━━ Text excerpt
Gorge News and Information
The Dalles Chronicle

Do you have a news tip or event for the newspaper or GorgeNews.com? Contact us! Return to home Return to front page index
Sheldon Ridge evacuation update:
July 26, 12:22 p.m.

Two hundred seventy homes received official notification for voluntary evacuation last night as fire fighters worked to keep flames of the Sheldon Ridge fire away from homes.

A 7 p.m. community meeting at the Civic Auditorium tonight will update local residents on the status of the fire and evacuation. Dave Wells, lead information officer with Oregon Department of Forestry, said it is not likely people will be able to return to their homes today.

Despite the number of evacuees, the Red Cross center set up at St. Peter’s Parish was deserted this morning. Red Cross Disaster Chairman Annadale Rooper said the Red Cross is open and ready to serve people, but that many evacuees were staying with family and friends, in motor homes in store parking lots around town, and at local hotels.
━━━━
━━ Records provided
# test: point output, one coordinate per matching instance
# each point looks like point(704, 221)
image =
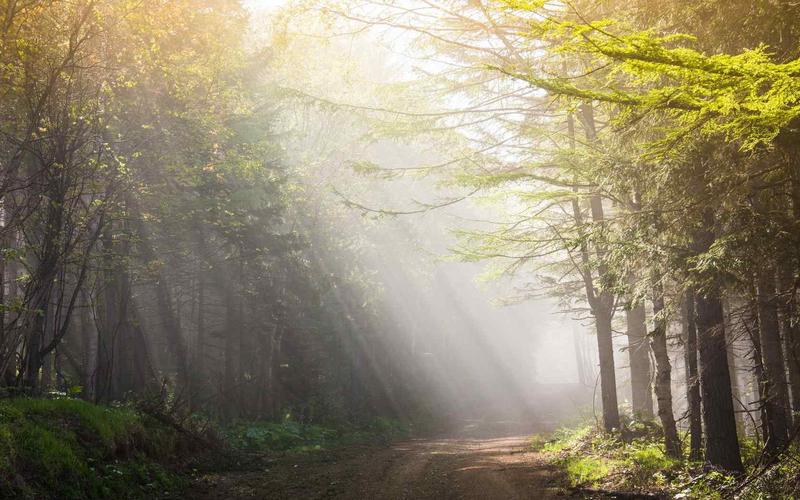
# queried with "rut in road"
point(486, 469)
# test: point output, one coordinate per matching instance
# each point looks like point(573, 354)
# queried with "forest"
point(399, 249)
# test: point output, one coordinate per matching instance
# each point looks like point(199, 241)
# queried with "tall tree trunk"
point(790, 334)
point(721, 444)
point(692, 381)
point(602, 302)
point(229, 381)
point(774, 391)
point(639, 359)
point(170, 318)
point(663, 386)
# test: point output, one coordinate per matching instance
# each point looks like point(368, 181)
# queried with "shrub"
point(586, 471)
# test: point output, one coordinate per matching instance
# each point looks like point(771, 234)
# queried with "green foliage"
point(586, 471)
point(64, 448)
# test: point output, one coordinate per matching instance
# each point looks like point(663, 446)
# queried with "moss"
point(65, 448)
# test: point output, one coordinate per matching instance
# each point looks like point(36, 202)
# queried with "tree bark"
point(602, 302)
point(721, 444)
point(692, 381)
point(663, 385)
point(774, 390)
point(639, 359)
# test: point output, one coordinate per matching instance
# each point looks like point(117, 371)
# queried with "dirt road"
point(486, 469)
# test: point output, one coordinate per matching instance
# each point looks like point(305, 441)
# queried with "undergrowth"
point(633, 461)
point(71, 449)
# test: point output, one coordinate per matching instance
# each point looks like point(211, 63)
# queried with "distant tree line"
point(648, 152)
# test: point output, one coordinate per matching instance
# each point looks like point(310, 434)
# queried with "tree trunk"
point(722, 444)
point(639, 359)
point(773, 391)
point(692, 382)
point(602, 303)
point(663, 385)
point(790, 334)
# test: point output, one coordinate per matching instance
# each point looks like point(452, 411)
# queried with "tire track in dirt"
point(485, 469)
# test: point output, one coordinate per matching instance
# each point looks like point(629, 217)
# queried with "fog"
point(485, 344)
━━━━
**Short task A**
Answer these from the fire evacuation update, one line each:
(i) How many homes got official notice for voluntary evacuation?
(ii) Where is the 7 p.m. community meeting being held?
(iii) Where was the Red Cross center set up?
**Short task B**
According to the fire evacuation update, where were many evacuees staying instead of at the Red Cross center? List every place given.

**Full response A**
(i) Two hundred seventy homes
(ii) At the Civic Auditorium
(iii) At St. Peter's Parish

**Full response B**
- With family and friends
- In motor homes in store parking lots around town
- At local hotels